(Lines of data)

□ □ □ □ □

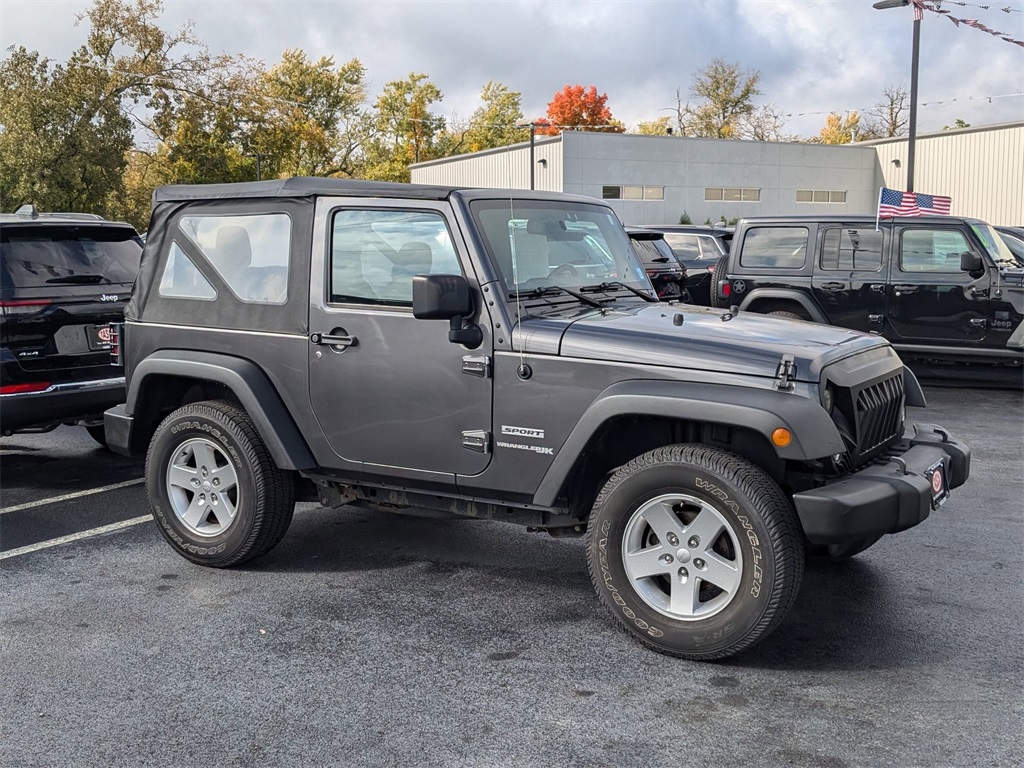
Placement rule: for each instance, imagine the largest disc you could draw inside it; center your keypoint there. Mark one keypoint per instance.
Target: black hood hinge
(785, 373)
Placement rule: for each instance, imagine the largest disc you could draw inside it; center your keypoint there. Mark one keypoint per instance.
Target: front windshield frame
(530, 242)
(996, 249)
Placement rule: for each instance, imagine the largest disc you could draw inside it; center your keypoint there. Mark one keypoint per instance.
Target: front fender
(249, 384)
(814, 434)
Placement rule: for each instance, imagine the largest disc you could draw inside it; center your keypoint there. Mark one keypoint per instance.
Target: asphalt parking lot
(369, 640)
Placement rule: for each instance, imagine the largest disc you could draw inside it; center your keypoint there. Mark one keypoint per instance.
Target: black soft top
(300, 186)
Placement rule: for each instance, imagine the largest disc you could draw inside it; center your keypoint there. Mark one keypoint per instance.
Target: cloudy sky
(814, 56)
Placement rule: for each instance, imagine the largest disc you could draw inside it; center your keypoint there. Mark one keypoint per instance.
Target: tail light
(27, 306)
(117, 354)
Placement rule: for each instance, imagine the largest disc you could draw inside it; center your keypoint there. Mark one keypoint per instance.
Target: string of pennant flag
(935, 7)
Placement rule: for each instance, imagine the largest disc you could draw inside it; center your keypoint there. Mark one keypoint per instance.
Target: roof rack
(30, 210)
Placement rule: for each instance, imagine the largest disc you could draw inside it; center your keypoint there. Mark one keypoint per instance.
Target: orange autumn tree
(579, 109)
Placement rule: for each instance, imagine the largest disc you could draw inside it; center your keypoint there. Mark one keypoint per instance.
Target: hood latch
(785, 373)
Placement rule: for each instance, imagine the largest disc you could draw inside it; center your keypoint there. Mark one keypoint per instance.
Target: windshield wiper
(620, 284)
(537, 293)
(79, 279)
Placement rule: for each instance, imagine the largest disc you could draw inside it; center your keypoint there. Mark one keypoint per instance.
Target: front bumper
(893, 494)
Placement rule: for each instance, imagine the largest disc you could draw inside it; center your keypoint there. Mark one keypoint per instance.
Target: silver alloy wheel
(682, 557)
(203, 487)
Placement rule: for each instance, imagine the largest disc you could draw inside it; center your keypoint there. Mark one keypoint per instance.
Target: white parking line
(74, 537)
(67, 497)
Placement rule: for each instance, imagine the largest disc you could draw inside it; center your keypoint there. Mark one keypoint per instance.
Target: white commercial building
(656, 179)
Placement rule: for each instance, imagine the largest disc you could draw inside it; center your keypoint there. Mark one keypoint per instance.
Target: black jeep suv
(941, 289)
(501, 353)
(64, 279)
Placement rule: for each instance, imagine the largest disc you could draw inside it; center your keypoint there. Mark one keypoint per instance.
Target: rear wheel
(216, 494)
(695, 551)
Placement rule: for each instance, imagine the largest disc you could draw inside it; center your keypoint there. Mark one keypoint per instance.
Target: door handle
(333, 341)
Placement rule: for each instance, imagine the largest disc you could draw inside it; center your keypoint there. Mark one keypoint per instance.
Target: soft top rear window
(48, 256)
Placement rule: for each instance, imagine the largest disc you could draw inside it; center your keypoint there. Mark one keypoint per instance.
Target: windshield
(545, 244)
(1001, 255)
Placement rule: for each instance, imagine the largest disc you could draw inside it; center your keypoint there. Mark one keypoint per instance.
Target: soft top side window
(250, 253)
(375, 254)
(776, 247)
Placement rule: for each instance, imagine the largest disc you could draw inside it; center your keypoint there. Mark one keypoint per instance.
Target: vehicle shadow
(355, 541)
(847, 615)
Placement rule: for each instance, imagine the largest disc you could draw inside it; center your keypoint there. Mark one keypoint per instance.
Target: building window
(820, 196)
(732, 195)
(633, 193)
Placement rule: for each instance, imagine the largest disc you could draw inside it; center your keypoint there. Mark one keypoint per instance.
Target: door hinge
(476, 439)
(476, 365)
(785, 373)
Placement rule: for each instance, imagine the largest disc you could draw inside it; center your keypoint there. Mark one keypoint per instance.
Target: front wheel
(695, 551)
(215, 492)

□ □ □ □ □

■ Stated goal:
Reproduce each line exactly as it appears, omitting the pictures.

■ Output:
Placement rule: for each instance, imagine the largest disc you could draw inside it; center your keypoint there. Mark one keypoint per instance.
Target: black hood hinge
(785, 373)
Placement rule: for each instance, imagine the largest disc you could draw inside it; center your keypoint there. Mark one keypoint per instance.
Target: front windshield frame
(530, 242)
(996, 249)
Placement rule: for each instance, imagine the largest disc you could draw inside it; center your keypoint there. Mark one keypoint per instance.
Target: front fender
(249, 384)
(814, 434)
Placement rule: for each instance, imagine the largest disc you could draw inside it; center your keypoint there. Mark one keypoint per instance.
Target: asphalt parking lot
(369, 640)
Placement rule: for each instance, imagine the largest disc you could draw inside it; center your keypoint there. Mark one keypoint per instance.
Target: black soft top
(300, 186)
Placement rule: for each instance, imagine the largest disc you could draw inside it; center your keypoint there. Mark one keypoint per instance.
Target: cloudy sky
(814, 56)
Placement rule: for each instance, imagine the largest disc you could draw inside it; center your keypoint there. Mark one keypoint per instance.
Target: tail light
(27, 306)
(117, 354)
Placement rule: for each instance, imagine the largest disc you could draw inside it; center your keypoint there. Mark one keypoint per instance.
Target: string of pennant flag
(935, 7)
Placement rule: for each instance, imagine the largest disc you could draw inside it; center your keypoint there. Mark one keypoint per instance.
Target: roof rack
(30, 210)
Placement rule: for each instance, imagine the largest disc you could draw inside it; center your keypoint there. Mark one keypoint per instance.
Target: orange autumn tree
(579, 109)
Placement rule: for each instance, imagine the largest disc you could draw inside it; center your keypoint there. Mark one keypoint per instance.
Target: hood latch
(785, 373)
Placement rule: for each instance, imagine the largest disc you could draw inside it; center your keypoint there. Mark one keypoint per instance.
Target: windshield wiper
(620, 284)
(537, 293)
(79, 279)
Placement rule: for each instance, imagine the largest disc you could draw inside it; center your keypoint there. Mark one keypoint per instance.
Target: front bumper
(893, 494)
Placement rule: for each instance, imagine the largest disc you could draw inside it; center your keypoint there. Mark one keypoint per instance.
Target: silver alloy wheel
(682, 557)
(203, 487)
Placement rule: for each instance, imagine the largest disc you could draw inside it; center your keypoint there. Mark one keypoint per instance.
Target: white parking line
(74, 537)
(67, 497)
Placement rule: for each instance, imagine the largest disc you could draw inside it; center your keypoint there. Mark one keypoint per instance.
Target: white commercial building
(656, 179)
Placement rule: for each instance, imagine the largest disc you could draw inside it; center your keypoint there. Mark one keypoint per instance.
Target: black jeep suv
(941, 289)
(501, 353)
(64, 279)
Placement rule: for each instance, imagine the largest disc you could draw inside it; center your keypoint there. Mark one keypoint per instance.
Target: rear wheel
(216, 494)
(695, 551)
Placement rule: for each instance, imagine the largest disc you could draw inside it; center your keypoint there. Mark one keypoint per instance.
Target: door handle
(333, 341)
Placement rule: for each instance, imagine the largest disc you could draw inside it; center your keypoint there. Mark one keypoint per instance.
Target: soft top rear window
(48, 256)
Placement rule: for each instance, imagine the largest disc you could draw inside it; center your keypoint there. Mark one keypoint per instance.
Target: windshield
(545, 244)
(1001, 255)
Placement rule: for each instance, imagine the largest disc you could draw inside it; center your keypoint there. Mark one keypoint per instance.
Target: soft top side window
(250, 253)
(375, 254)
(776, 247)
Placement rule: for each instance, imagine the largest disc you could draw inside it; center your keypoint there. Mark one keypoint per instance.
Target: vehicle shadow
(355, 541)
(847, 615)
Placement rule: for each instance, imagine the largest disc you could draw inside it; center your keypoint there. Mark one keypoint per instance.
Target: building window
(820, 196)
(732, 195)
(633, 193)
Placement rule: for each instance, imagine the largest disc you could draw inside it; center your keypoint there. Mark one keypoint per instance.
Target: door hinge
(476, 439)
(476, 365)
(785, 373)
Placement rule: for each instance, imagine the largest disc you could draw inside it; center your keypoint there. Mark one keypoint per instance.
Target: front wheel
(695, 551)
(215, 492)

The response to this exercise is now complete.